= Job =
Reproduce every line from the one containing "job | pin one point per instance of the pine" down to the one containing "212), (354, 236)]", switching "riverbank" to "lakeshore" and leaving everything else unchanged.

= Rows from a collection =
'''
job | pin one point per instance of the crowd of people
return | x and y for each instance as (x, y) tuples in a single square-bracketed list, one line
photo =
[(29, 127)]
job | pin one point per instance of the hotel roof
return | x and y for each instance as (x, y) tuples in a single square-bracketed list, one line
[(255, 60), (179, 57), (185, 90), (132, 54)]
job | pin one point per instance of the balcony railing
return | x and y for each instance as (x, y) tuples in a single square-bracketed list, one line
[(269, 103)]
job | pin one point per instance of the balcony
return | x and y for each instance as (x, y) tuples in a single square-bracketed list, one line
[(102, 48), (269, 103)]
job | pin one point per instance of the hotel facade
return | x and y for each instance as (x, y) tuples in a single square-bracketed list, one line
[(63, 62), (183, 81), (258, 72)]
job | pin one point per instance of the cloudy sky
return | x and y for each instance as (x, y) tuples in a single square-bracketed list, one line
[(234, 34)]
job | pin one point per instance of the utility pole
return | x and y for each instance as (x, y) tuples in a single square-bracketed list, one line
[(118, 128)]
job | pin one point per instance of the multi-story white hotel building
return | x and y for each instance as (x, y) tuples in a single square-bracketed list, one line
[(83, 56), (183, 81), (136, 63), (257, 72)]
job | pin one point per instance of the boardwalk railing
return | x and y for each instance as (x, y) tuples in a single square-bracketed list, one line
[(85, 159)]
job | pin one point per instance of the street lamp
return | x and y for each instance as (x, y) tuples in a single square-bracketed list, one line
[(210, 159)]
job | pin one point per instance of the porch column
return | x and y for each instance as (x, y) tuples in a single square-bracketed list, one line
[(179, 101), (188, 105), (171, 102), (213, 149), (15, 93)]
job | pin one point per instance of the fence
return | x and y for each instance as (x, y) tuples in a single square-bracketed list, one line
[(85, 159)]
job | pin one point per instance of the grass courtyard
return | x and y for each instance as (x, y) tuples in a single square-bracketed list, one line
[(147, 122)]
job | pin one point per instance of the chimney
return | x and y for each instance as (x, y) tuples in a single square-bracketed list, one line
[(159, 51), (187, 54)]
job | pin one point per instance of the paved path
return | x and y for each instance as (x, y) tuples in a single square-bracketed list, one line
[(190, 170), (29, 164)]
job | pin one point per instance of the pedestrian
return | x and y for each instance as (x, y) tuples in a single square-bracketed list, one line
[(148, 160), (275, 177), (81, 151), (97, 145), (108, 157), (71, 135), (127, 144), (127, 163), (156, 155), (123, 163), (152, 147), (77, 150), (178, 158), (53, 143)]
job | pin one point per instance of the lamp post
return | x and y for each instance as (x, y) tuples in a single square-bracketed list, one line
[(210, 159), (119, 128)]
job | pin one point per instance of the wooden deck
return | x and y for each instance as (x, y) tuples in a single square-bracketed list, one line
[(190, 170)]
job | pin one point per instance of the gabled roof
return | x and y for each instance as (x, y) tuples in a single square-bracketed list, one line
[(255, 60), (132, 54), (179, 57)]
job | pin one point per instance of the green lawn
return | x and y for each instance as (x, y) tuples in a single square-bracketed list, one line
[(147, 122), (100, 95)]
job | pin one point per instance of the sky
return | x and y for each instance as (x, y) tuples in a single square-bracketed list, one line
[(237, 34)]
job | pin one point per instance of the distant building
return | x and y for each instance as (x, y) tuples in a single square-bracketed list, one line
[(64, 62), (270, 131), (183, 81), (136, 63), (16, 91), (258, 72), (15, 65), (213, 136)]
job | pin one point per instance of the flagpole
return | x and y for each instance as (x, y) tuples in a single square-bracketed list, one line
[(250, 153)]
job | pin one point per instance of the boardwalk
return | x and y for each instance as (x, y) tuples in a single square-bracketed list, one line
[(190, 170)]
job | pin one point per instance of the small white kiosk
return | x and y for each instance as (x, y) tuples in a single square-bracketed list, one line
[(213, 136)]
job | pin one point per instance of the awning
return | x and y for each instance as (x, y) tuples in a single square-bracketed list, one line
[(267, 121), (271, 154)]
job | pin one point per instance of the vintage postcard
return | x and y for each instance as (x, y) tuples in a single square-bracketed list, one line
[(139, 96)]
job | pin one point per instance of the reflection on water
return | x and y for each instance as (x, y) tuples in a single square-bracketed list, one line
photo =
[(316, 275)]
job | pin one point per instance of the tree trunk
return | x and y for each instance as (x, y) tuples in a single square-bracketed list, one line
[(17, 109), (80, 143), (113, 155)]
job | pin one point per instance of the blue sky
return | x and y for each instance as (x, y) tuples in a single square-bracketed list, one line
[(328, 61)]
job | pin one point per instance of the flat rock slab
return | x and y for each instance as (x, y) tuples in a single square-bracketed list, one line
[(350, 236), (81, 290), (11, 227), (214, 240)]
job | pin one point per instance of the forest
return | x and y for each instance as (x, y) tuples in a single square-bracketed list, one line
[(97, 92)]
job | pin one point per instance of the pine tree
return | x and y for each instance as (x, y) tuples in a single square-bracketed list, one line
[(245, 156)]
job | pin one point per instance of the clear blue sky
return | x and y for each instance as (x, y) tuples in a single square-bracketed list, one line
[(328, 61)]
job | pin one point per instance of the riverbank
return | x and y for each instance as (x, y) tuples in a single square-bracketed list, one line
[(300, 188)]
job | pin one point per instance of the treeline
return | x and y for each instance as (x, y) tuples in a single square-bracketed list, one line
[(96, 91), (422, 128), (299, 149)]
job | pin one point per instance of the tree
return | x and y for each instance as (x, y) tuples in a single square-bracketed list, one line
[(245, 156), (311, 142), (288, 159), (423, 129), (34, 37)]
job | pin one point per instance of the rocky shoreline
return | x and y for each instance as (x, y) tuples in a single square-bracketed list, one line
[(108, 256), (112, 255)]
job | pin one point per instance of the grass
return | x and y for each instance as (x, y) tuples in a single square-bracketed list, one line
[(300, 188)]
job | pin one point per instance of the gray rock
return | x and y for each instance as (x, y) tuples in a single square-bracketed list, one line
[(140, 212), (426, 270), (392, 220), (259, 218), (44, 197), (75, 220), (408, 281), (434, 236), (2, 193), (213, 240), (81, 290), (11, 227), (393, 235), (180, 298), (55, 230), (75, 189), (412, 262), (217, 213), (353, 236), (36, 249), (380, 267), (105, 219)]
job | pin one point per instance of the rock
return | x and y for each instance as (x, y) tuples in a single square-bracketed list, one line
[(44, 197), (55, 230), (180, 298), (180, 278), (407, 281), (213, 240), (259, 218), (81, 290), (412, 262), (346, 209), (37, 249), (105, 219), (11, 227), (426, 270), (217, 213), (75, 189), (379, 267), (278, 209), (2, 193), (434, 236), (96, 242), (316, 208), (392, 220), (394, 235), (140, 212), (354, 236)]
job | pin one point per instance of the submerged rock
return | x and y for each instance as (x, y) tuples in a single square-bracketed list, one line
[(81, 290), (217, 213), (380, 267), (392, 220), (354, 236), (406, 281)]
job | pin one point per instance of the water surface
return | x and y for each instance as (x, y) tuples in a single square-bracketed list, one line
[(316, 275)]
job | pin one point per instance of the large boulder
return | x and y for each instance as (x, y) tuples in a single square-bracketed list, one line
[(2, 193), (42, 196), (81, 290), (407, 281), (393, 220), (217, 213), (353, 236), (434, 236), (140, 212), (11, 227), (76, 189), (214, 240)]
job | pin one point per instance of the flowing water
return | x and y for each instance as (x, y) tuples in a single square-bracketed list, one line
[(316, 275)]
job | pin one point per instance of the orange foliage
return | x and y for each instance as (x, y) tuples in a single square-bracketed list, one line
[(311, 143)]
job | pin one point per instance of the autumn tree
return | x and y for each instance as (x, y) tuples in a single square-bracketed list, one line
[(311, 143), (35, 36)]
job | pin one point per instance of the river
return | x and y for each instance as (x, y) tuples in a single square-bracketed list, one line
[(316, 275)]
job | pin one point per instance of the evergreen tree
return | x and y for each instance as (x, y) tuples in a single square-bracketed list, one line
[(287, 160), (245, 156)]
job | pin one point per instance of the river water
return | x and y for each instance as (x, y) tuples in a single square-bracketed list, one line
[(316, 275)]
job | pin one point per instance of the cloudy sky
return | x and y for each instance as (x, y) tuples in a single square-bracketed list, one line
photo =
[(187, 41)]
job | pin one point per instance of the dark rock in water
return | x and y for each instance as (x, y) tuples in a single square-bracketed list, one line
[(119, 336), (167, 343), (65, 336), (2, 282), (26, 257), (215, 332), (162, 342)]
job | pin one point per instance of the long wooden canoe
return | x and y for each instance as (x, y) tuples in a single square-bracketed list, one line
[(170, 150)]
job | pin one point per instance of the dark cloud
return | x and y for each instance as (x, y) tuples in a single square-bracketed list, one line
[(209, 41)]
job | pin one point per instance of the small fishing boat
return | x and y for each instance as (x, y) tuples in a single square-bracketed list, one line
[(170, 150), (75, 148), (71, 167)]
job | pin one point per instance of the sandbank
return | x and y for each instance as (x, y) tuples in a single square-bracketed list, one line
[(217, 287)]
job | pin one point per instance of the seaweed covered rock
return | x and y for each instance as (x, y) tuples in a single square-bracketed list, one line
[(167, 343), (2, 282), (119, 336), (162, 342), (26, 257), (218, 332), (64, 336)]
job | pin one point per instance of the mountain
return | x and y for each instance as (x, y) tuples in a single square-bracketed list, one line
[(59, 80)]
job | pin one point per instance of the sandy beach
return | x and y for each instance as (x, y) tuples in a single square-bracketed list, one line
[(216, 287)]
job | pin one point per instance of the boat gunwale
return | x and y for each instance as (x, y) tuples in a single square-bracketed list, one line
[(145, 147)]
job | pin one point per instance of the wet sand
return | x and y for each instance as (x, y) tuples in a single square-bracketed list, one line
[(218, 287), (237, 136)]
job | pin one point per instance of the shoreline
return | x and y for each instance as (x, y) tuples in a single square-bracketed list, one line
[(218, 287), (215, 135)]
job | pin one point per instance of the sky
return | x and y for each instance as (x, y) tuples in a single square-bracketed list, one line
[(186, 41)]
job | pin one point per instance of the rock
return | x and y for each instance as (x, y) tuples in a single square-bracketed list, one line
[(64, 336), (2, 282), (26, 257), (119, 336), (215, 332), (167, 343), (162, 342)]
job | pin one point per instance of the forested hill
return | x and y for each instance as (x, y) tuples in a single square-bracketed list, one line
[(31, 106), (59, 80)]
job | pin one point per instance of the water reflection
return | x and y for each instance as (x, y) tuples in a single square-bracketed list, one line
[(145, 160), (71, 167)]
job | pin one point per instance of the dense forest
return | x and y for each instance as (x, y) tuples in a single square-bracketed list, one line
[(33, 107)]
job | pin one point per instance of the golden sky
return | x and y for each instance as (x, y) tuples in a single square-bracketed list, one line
'''
= Final result =
job | pin one point per instance of the pine tree
return | x and y for each instance as (x, y) tuples in a single square-bracketed list, one line
[(245, 156)]
job | pin one point per instance of the clear blue sky
return | x and y for each instance as (x, y) tuples in a single square-bracketed list, one line
[(328, 61)]
job | pin one point per instance of the lakeshore
return | x and y for each instance as (x, y) tuples in a single square-bracketed list, one line
[(300, 188)]
job | pin one point per instance of the treeline
return | x and y for each instance as (x, y) tuples in a single square-bracketed list, one line
[(96, 91), (422, 128), (299, 149)]
job | pin one point per instance of the tree
return | x and y for each instance as (x, y) tuples in a single square-bracketed list, one line
[(245, 156), (311, 142), (288, 159), (423, 129), (34, 37)]
job | pin one point per instance of the rocky shoreline
return | x and y for each instance as (x, y) tuples in a single square-bracketed list, one line
[(108, 256), (112, 255)]
job | pin one point per instance of the grass
return | x and y for each instance as (x, y) tuples in a single square-bracketed list, one line
[(300, 188)]
job | pin one point per instance of the gray rock
return | x and y for each instance as (x, y) tuples in a single square-bracketed list, one line
[(140, 212), (426, 270), (392, 220), (259, 218), (44, 197), (75, 220), (408, 281), (434, 236), (2, 193), (213, 240), (81, 290), (11, 227), (393, 235), (180, 298), (55, 230), (75, 189), (412, 262), (217, 213), (353, 236), (36, 249), (380, 267), (105, 219)]
job | pin one point per instance of the rock
return | x and y for each instance as (x, y) tuples in a single square-bracketed list, one line
[(44, 197), (55, 230), (180, 298), (180, 278), (407, 281), (213, 240), (259, 218), (81, 290), (412, 262), (346, 209), (37, 249), (105, 219), (11, 227), (426, 270), (217, 213), (75, 189), (379, 267), (278, 209), (2, 193), (434, 236), (96, 242), (316, 208), (392, 220), (394, 235), (140, 212), (354, 236)]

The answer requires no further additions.